Una segunda explicación, no incompatible con la anterior, estriba en la defensa de las enormes fortunas y privilegios acumulados, que se ven amenazadas por el avance de las fuerzas democráticas. Es la conducta despiadada del mafioso, dispuesto a actos de violencia para preservar su exclusivo “coto de caza”. Ello conecta con las pasiones violentas con que, en sociedades primitivas, se dirimían los conflictos entre personas. Es el reino de la barbarie, en el que sobresale un Diosdado Cabello, pero también aquellos generales señalados de traficar drogas y otras pillerías.
Pero quizás la explicación que viene más al caso está en lo que Hannah Arendt denominó la “banalidad del mal”, refiriéndose al caso de Adolf Eichmann. Este funcionario nazi fue responsable de la logística de envío de los judíos a su muerte en los campos de concentración a través de las redes ferroviarias europeas. Capturado en Argentina, es llevado a juicio en Jerusalén en 1961. Arendt, enviada a cubrir el proceso para la revista The New Yorker, encuentra, no al monstruo sanguinario y demoníaco que esperaba la opinión pública, sino a un hombre gris que alegaba que simplemente cumplía con su trabajo. Registra a un sujeto totalmente carente de criterios morales con los cuales distinguir entre el bien y el mal, quien admitía que volvería a cumplir con sus deberes si las circunstancias se repitieran. Pero la “banalidad” con que fue ejecutado tanto horror contra el pueblo judío expresaba una perversidad diabólica, la de estar alienado a un mal profundo, absoluto; el que justifica el aplastamiento y liquidación del ser humano en nombre de un supuesto fin trascendente, superior. Lo espantoso de la observación de Arendt reside en que cualquier persona insulsa que tomamos como apacible vecino podía sucumbir a convencimientos ideológicos que lo impulsaran a cometer este tipo de crímenes, ¡con la conciencia “limpia”! Se impone la razón de secta, llámese Inquisición, Islamismo radical (ISIS) o “revolución” fascio-comunista, sin consideración alguna por el sufrimiento de la población.
Maduro, escasamente capacitado para conducir un país, puede sentirse reconfortado por no tomar decisiones y evadir los cargos de conciencia ante tamaña irresponsabilidad al repetir ad nauseaum los clichés malamente aprendidos. Es el poder balsámico de la ideología sobre la mente de quienes cometen estas transgresiones. Lo insólito es que la autocomplacencia así construida, manipulando de forma maniquea símbolos patrioteros a su favor, hacen sentir a Maduro y su combo poseedores de una superioridad moral sobre sus detractores (¡!). Cabalgando el proceso corrupto que forjaron, se burlan de las aspiraciones legítimas de cambio de las mayorías, violando el espíritu y la letra de la Constitución, para entorpecer, con triquiñuelas de la más baja estofa, la realización del referendo revocatorio. Carecen absolutamente de los criterios éticos y morales que llevarían a respetar al otro, a sus aspiraciones, y a sentir alguna empatía para con sus padecimientos.
Pero todo esto los tiene sin cuidado, ¡porque ellos obran en nombre de una revolución que defiende al “pueblo” y asegura la justicia a los más humildes!

******

| ENUNCIADO |
Según el documento fuente, ¿para qué revista cubrió Hannah Arendt el juicio de Adolf Eichmann?

| DATOS DEL EJERCICIO |
******

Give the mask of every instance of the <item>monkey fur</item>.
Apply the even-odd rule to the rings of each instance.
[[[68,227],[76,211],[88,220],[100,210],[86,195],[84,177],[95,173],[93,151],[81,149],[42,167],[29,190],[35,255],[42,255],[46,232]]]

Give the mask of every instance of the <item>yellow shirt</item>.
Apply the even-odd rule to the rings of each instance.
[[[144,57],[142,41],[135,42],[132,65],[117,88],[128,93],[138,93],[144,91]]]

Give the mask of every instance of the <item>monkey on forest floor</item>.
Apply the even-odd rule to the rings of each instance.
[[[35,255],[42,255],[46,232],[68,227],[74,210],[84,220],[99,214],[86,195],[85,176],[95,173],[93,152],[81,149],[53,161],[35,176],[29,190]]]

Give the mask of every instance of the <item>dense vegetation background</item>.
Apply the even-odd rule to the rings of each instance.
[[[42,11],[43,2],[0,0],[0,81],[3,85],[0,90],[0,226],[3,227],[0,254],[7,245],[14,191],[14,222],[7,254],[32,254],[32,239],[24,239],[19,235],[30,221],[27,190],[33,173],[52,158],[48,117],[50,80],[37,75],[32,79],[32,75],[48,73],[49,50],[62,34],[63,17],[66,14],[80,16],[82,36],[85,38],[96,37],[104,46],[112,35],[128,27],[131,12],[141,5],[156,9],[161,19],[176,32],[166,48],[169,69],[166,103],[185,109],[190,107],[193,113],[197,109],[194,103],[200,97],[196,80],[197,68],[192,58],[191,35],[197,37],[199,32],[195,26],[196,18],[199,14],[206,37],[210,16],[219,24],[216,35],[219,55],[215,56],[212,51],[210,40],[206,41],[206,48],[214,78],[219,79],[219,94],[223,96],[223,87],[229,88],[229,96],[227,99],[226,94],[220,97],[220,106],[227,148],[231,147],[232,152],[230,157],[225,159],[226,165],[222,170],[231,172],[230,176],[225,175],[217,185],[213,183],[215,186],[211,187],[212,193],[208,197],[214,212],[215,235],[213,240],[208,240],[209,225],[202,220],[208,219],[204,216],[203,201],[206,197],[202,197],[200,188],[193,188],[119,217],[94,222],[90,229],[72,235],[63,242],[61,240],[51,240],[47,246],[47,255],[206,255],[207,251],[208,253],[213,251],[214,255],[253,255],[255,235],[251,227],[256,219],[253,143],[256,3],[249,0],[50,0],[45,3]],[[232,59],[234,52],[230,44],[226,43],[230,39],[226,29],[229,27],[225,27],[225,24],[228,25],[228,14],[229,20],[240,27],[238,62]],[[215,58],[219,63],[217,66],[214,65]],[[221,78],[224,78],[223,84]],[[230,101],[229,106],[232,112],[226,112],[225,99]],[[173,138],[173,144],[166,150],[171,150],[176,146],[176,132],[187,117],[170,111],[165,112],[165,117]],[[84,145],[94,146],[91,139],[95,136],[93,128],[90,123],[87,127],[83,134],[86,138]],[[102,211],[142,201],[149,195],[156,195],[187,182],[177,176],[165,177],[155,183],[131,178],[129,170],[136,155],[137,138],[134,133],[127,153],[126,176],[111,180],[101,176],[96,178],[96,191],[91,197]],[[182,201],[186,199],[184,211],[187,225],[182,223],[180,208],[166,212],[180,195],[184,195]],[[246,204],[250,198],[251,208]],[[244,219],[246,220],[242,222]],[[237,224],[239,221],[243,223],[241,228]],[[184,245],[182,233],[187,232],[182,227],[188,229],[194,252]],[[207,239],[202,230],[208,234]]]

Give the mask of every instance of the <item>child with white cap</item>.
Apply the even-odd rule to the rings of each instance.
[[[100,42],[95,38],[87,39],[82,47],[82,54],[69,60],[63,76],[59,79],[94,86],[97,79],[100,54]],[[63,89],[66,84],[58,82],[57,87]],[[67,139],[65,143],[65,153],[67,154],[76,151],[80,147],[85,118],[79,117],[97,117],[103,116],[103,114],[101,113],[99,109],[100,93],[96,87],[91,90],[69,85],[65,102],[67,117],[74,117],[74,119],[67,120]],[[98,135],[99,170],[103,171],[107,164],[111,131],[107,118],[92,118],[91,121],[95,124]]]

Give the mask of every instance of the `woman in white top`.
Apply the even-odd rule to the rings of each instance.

******

| SOLUCIÓN DEL EJERCICIO |
Para The New Yorker.